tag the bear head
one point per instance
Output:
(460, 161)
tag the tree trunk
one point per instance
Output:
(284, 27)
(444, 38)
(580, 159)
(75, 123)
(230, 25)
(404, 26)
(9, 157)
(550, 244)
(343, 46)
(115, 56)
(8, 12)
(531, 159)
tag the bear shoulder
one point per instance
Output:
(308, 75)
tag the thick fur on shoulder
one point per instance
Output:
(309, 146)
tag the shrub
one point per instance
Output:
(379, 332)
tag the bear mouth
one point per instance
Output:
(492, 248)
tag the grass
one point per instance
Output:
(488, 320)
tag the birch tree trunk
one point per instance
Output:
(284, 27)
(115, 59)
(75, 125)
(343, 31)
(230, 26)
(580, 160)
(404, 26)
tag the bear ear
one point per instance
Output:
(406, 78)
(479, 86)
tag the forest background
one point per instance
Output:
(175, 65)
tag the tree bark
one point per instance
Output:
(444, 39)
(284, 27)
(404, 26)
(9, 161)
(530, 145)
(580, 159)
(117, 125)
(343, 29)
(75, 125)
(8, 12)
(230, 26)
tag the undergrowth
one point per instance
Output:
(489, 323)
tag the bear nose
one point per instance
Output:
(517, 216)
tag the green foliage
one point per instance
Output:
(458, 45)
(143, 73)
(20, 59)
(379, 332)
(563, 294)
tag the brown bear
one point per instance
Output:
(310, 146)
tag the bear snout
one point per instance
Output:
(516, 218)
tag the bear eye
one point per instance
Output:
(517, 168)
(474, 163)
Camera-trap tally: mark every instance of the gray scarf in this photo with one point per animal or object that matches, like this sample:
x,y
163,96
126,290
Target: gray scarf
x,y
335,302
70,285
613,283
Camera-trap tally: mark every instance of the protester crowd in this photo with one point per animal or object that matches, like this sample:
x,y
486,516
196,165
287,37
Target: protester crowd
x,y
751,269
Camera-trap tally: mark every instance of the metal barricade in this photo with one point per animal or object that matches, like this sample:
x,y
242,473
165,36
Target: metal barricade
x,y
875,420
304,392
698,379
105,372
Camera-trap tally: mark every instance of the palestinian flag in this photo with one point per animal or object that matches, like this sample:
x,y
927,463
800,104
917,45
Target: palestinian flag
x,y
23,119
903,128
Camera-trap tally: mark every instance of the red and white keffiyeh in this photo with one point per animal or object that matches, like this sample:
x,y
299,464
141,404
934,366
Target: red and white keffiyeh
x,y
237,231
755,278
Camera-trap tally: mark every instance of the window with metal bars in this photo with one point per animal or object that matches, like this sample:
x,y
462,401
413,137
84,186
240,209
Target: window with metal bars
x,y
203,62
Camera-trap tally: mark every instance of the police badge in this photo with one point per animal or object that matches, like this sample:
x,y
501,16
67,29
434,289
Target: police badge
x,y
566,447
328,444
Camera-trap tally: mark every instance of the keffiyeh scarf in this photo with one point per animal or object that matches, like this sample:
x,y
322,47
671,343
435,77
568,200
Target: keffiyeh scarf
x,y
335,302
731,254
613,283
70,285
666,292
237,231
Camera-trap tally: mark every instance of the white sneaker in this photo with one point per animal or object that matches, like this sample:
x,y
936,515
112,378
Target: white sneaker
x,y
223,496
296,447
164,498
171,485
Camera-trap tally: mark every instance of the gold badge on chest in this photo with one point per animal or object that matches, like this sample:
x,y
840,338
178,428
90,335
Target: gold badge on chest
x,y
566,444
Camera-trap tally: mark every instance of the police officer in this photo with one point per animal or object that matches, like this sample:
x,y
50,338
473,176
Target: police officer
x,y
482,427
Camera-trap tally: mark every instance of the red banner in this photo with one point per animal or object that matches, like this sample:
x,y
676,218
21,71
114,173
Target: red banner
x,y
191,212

◆ **INSTRUCTIONS FOR THE TASK**
Transcribe each entry precisely, missing none.

◆ **TASK SOLUTION**
tag the bear head
one point per instance
Output:
(460, 161)
tag the tree trunk
one point per instance
Output:
(284, 27)
(444, 38)
(580, 159)
(75, 123)
(230, 25)
(404, 26)
(9, 157)
(550, 244)
(343, 46)
(115, 56)
(8, 12)
(531, 159)
tag the bear shoulder
one point per instance
Output:
(308, 75)
tag the thick fur on shoulder
one point per instance
Output:
(309, 146)
tag the shrub
one point per instance
Output:
(379, 332)
tag the bear mouth
one point per instance
Output:
(492, 248)
tag the grass
one point per instance
Output:
(488, 320)
tag the birch tree trunk
one point per instance
Output:
(284, 27)
(115, 59)
(75, 125)
(343, 31)
(230, 26)
(580, 160)
(404, 26)
tag the bear ear
one point per instance
Output:
(406, 78)
(479, 86)
tag the forest background
one point per instance
Output:
(175, 65)
tag the tree bark
one point per instance
Output:
(444, 39)
(284, 27)
(404, 26)
(9, 161)
(530, 145)
(580, 159)
(117, 125)
(343, 29)
(75, 125)
(8, 12)
(230, 26)
tag the undergrowth
one point per instance
Output:
(489, 323)
tag the bear nose
one point per instance
Output:
(517, 216)
tag the green foliage
one point per instance
Output:
(458, 45)
(143, 73)
(20, 59)
(379, 332)
(563, 294)
tag the brown bear
one point per instance
Output:
(310, 146)
tag the bear snout
one point per instance
Output:
(516, 218)
tag the bear eye
one point per instance
Output:
(517, 168)
(474, 163)
Camera-trap tally: mark every instance of the gray scarf in this photo with one point per animal or object that matches, like this sample:
x,y
163,96
126,290
Target: gray scarf
x,y
335,302
70,285
613,283
Camera-trap tally: mark every instance of the protester crowd in this photo with one point per animal or object that matches, like this sample:
x,y
486,516
196,165
287,37
Target: protester crowd
x,y
751,269
Camera-trap tally: mark every instance of the metal barricade in this photo with one point per animal or object that matches, like this sample:
x,y
242,473
165,36
Target: metal barricade
x,y
875,420
304,392
698,379
105,372
Camera-trap tally: mark every instance of the palestinian flag in this photo with one point per animal or object that matches, like this sample:
x,y
927,463
800,104
917,45
Target: palestinian flag
x,y
23,119
903,128
Camera-trap tally: mark every instance of the red and white keffiyeh in this photo with one point per animal or object that matches, like this sample:
x,y
299,464
141,404
934,366
Target: red and white keffiyeh
x,y
237,231
755,278
Camera-trap tally: mark every instance of the window with metal bars in this photo with one point per animal or object that matches, like this sample:
x,y
462,401
413,137
84,186
240,209
Target: window with metal bars
x,y
203,62
Camera-trap tally: mark every instance of the police badge in this photo with one point per animal or object that matches, like this sample:
x,y
501,16
67,29
434,289
Target: police badge
x,y
566,447
328,444
Camera-trap tally: mark every instance of the keffiyeh scarf in this photo with one point per animal or object that matches, like this sample:
x,y
322,47
671,343
435,77
568,200
Target: keffiyeh scarf
x,y
335,302
731,254
613,283
70,285
666,292
237,231
Camera-trap tally: mark every instance of the white sneaker in this photo with one point per animal or object that matches, like this sample:
x,y
936,515
112,378
Target: white sneaker
x,y
223,496
296,447
164,498
171,485
Camera-trap tally: mark every instance of the gold badge on chest in this photo with one point per animal or object that matches, like this sample:
x,y
840,338
178,428
90,335
Target: gold badge on chest
x,y
566,444
Camera-trap tally: mark every instance of the police officer in this photo with one point per animal or object that matches, like this sample:
x,y
50,338
473,176
Target: police officer
x,y
482,427
Camera-trap tally: mark every instance of the red banner in this photo with one point per animal or object that matches, like this sample:
x,y
676,218
21,71
114,173
Target: red banner
x,y
191,212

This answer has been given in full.